## TASK STATEMENT
Go through the data and copy each line where the string "white" appears.

## EXTRACTED MATERIAL
•••
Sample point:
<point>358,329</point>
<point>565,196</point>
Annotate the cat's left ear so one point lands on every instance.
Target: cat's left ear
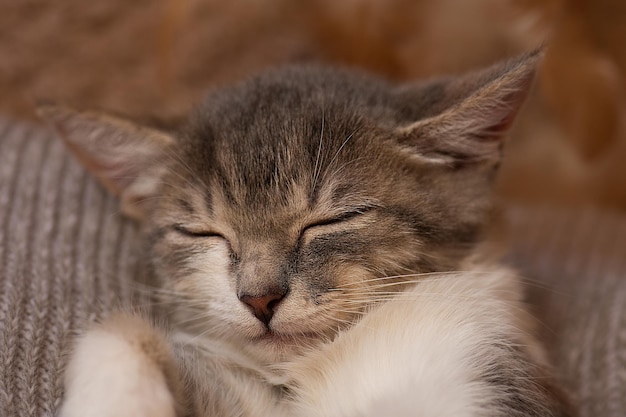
<point>482,107</point>
<point>127,158</point>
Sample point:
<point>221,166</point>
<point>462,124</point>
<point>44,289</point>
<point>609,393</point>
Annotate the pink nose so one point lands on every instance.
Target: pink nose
<point>262,306</point>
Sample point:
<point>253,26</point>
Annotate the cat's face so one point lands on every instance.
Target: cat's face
<point>291,204</point>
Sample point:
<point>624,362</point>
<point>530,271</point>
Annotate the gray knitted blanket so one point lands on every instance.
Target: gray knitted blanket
<point>67,257</point>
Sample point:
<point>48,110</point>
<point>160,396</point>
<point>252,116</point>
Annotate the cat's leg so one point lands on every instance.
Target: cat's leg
<point>457,345</point>
<point>122,368</point>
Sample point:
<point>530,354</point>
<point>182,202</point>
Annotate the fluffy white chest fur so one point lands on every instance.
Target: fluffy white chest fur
•••
## RESULT
Annotate the fluffy white chest fur so one point lands on every instance.
Target: fluffy white chest fur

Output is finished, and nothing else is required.